## Requirement A
In the text on Fora Financial and Square, how many times does Square's registration form use the term merchant cash advance?
## Requirement B
Echo the text on Fora Financial and Square from "Palladium once held" up to and including "assets under management.".

At the same time, Fora Financial announced that a Palladium Equity Partners affiliate had made a significant investment in the company. In the official release, Palladium principal Justin Green said, “we believe Fora Financial has developed a highly attractive credit offering and technology platform that have made it a valued provider of financing to thousands of small businesses seeking capital.”

Palladium once held a stake in Wise Foods, the potato chip snack company, and currently counts PROMÉRICA Bank, a full-service commercial bank in its active portfolio. They have more than $2 billion in assets under management.

And then there’s Square, the payment processor and merchant cash advance company who publicly filed their S-1 for an IPO. Their registration form uses the term merchant cash advance 16 times so there is no doubt it’s a significant part of their business. “Square Capital provides merchant cash advances to prequalified sellers,” the document states. “We make it easy for sellers to use our service by proactively reaching out to them with an offer of an advance based on their payment processing history. The terms are straightforward, sellers get their funds quickly (often the next business day), and in return, they agree to make payments equal to a percentage of the payment volume we process for them up to a fixed amount.”

## Information given
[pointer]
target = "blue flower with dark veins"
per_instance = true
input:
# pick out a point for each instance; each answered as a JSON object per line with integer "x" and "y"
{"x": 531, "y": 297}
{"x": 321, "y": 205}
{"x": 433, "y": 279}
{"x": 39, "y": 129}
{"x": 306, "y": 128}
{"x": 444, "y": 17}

...

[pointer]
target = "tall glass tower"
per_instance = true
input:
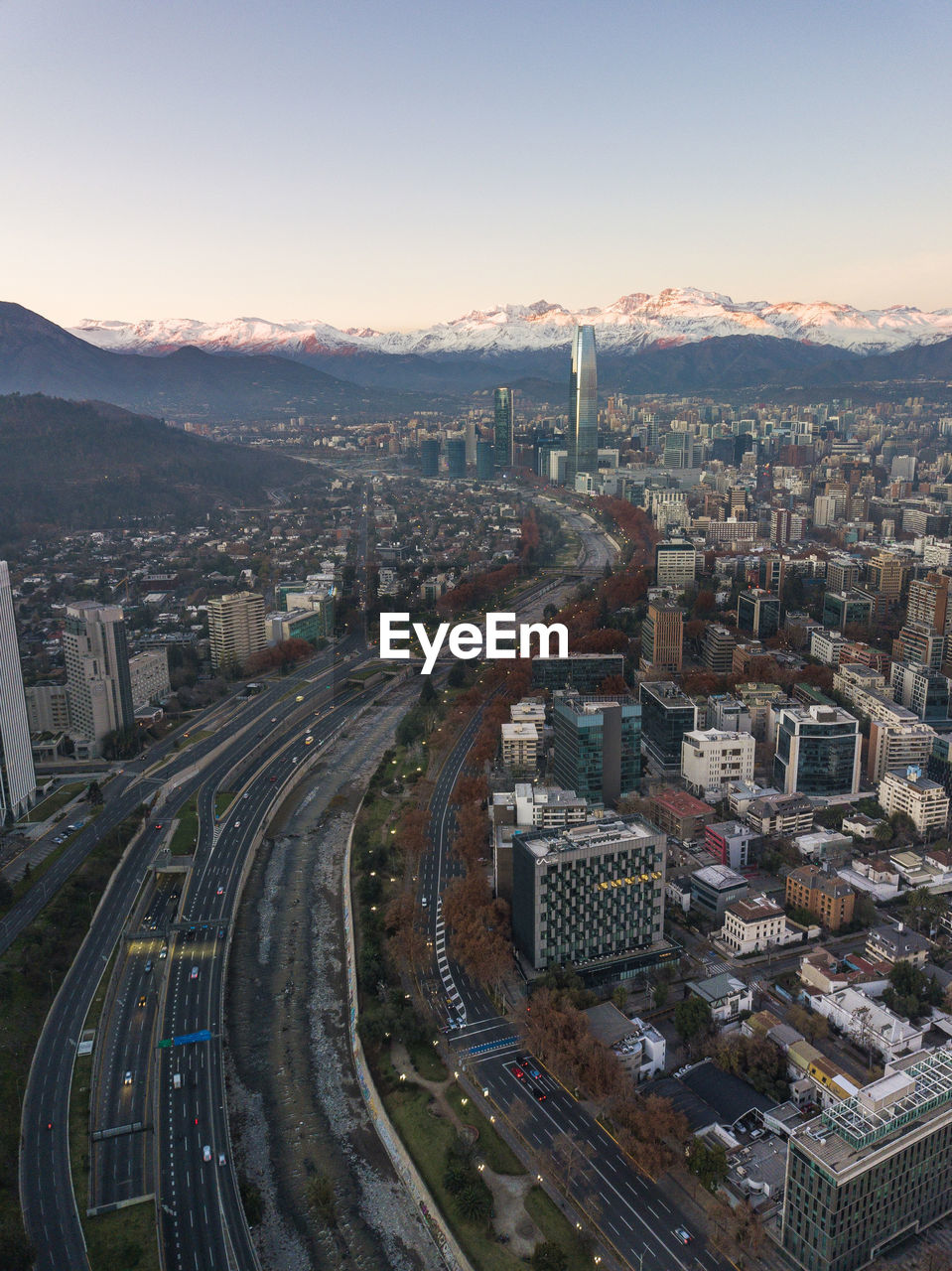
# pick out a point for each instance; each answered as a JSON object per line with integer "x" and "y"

## Problem solution A
16 times.

## Problem solution B
Palladium once held a stake in Wise Foods, the potato chip snack company, and currently counts PROMÉRICA Bank, a full-service commercial bank in its active portfolio. They have more than $2 billion in assets under management.